____ Excerpt

On the question also of the J. Reuben Clark Institute he [Elder Harold B. Lee] wanted time to talk this over with the Clark family and also with Marion Romney and Gordon Affleck. I am sure they would be in favor of something of this kind, so in the afternoon I talked confidentially to Gordon Affleck. He proposed we ought to have a law school here dedicated to the views of J. Reuben Clark. This pleased me very very much so I told him to see what he could do to get it. This of course is very confidential.23
Wilkinson wrote “very” twice, showing that the possibility of a BYU law school was getting his serious attention. Although there are some passing references earlier in BYU’s history to a potential law school in Provo, Utah, this suggestion by Affleck to Wilkinson sparked a series of behind-the-scenes events leading to the present J. Reuben Clark School of Law.
Affleck and Wilkinson kept this conversation so confidential that no BYU or BYU Law School history mentions it. Instead, one history points to another event two months later as a significant beginning. That event was a dinner organized by Wilkinson and his youngest child, Douglas, a first-year law student, at the Lion House in Salt Lake City for sixty-five former BYU undergraduates then attending the University of Utah Law School.24 Wilkinson’s diary mentions the April 16, 1970, dinner as a “very successful affair,” with LDS Apostles and former lawyers Marion G. Romney and Howard W. Hunter also attending. While Wilkinson wrote that “we were all delighted with the party,”25 Romney’s diary painted a bleaker picture when writing about the three law school representatives asked to talk at the dinner about how BYU prepared them for law school:
To my surprise and disappointment, two of the three were notably critical of their training at BYU. They had not been, so they said, conditioned to think and find the answers for themselves. . . . The so-called protective atmosphere at BYU had, so I understood them to feel, put them at a disadvantage at law school. Not one referred to the distinctive training BYU is maintained to give.

________

--- To be done ---
• a. From the excerpt on the BYU law school's origins, reproduce word for word the passage that begins with the words containing "On the question" and ends with "School of Law.".
• b. In the excerpt on the BYU law school's origins, on what date was the dinner at the Lion House held?

____ Entries provided

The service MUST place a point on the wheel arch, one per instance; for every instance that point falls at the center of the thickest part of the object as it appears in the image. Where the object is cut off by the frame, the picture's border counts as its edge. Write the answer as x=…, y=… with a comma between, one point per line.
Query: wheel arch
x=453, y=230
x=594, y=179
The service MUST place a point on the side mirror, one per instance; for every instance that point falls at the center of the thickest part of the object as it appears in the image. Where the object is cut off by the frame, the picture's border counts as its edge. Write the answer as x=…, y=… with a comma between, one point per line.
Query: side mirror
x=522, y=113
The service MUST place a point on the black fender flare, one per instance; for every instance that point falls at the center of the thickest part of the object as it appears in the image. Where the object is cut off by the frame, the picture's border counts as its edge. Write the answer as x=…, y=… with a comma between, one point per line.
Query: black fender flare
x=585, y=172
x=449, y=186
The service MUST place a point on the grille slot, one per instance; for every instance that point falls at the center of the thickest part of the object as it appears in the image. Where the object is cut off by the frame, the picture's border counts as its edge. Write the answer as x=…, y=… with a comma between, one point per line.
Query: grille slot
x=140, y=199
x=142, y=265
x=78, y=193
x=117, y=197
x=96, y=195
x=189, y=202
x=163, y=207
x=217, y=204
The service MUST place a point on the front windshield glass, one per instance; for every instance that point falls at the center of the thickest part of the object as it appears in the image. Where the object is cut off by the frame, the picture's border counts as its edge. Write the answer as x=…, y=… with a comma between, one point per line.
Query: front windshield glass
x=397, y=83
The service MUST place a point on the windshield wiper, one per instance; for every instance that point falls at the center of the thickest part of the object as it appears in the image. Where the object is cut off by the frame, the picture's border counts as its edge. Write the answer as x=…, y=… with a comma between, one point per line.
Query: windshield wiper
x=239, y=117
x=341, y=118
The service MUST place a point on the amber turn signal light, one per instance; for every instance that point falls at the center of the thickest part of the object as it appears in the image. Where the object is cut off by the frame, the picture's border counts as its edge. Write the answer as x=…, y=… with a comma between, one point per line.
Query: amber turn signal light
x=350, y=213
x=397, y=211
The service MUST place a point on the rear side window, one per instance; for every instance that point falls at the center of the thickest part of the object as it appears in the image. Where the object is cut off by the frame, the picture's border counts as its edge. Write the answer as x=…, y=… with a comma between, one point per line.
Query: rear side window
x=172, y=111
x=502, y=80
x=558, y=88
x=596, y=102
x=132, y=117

________

--- The answers ---
• a.
On the question also of the J. Reuben Clark Institute he [Elder Harold B. Lee] wanted time to talk this over with the Clark family and also with Marion Romney and Gordon Affleck. I am sure they would be in favor of something of this kind, so in the afternoon I talked confidentially to Gordon Affleck. He proposed we ought to have a law school here dedicated to the views of J. Reuben Clark. This pleased me very very much so I told him to see what he could do to get it. This of course is very confidential.23
Wilkinson wrote “very” twice, showing that the possibility of a BYU law school was getting his serious attention. Although there are some passing references earlier in BYU’s history to a potential law school in Provo, Utah, this suggestion by Affleck to Wilkinson sparked a series of behind-the-scenes events leading to the present J. Reuben Clark School of Law.

• b. April 16, 1970.